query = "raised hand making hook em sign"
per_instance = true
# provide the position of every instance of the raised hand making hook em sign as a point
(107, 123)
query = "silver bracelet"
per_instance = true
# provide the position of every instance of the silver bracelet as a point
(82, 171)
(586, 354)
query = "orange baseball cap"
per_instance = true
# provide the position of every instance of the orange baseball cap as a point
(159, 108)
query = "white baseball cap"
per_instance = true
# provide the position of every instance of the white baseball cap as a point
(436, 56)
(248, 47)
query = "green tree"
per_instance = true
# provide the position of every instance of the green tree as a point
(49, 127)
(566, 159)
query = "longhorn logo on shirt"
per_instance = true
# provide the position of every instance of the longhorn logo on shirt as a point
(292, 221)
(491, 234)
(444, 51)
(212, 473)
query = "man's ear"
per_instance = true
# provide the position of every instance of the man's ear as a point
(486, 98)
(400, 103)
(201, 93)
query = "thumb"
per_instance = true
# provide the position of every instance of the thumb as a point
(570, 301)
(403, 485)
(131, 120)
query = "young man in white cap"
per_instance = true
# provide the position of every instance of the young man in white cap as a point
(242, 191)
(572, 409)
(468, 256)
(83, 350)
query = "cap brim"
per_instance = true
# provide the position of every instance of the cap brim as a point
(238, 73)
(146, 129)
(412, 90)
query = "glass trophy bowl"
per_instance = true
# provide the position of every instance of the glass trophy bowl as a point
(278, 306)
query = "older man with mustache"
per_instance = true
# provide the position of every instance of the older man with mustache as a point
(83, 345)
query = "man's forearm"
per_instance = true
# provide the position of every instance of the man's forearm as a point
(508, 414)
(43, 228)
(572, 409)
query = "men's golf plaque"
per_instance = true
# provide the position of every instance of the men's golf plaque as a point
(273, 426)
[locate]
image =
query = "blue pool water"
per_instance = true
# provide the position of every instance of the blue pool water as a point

▶ [Problem to work on]:
Write down every line of the data exactly as it appears above.

▶ [Worked answer]:
query = "raised hand making hook em sign"
per_instance = true
# provide the position of every instance of the raised hand making hook em sign as a point
(107, 123)
query = "silver bracelet"
per_instance = true
# provide the position of every instance of the silver bracelet as a point
(82, 171)
(586, 354)
query = "orange baseball cap"
per_instance = true
# provide the position of every instance of the orange baseball cap as a point
(159, 108)
query = "white baseball cap"
per_instance = true
# provide the position of every instance of the white baseball cap as a point
(436, 56)
(248, 47)
query = "green tree"
per_instance = true
# provide the position of every instance of the green tree as a point
(49, 127)
(566, 159)
query = "longhorn logo on shirt"
per_instance = true
# provide the position of every instance of the longhorn logo on shirt as a point
(292, 221)
(491, 234)
(444, 51)
(212, 473)
query = "man's ear"
per_instance = true
# provide the position of every instance of the man's ear as a point
(486, 98)
(400, 103)
(201, 93)
query = "thumb"
per_instance = true
# provide the position of every instance of the thumb as a point
(570, 301)
(403, 485)
(131, 120)
query = "young man in white cap"
per_instance = true
# provide the position of every instance of the young man in white cap as a point
(242, 191)
(572, 409)
(468, 256)
(83, 350)
query = "cap brim"
per_instance = true
# provide the position of every instance of the cap brim as a point
(238, 73)
(146, 129)
(412, 90)
query = "glass trophy bowl"
per_instance = true
# provide the position of every instance of the glass trophy bowl as a point
(278, 306)
query = "older man with mustache"
per_instance = true
# provide the position of every instance of the older man with mustache as a point
(83, 345)
query = "man's forearm"
per_instance = true
# provide the position of every instance of the man's forearm as a point
(508, 414)
(43, 228)
(572, 409)
query = "men's golf plaque"
per_instance = true
# provide the position of every instance of the men's golf plaque as a point
(273, 426)
[locate]
image =
query = "blue pool water"
per_instance = true
# provide the position of every instance of the blue pool water as a point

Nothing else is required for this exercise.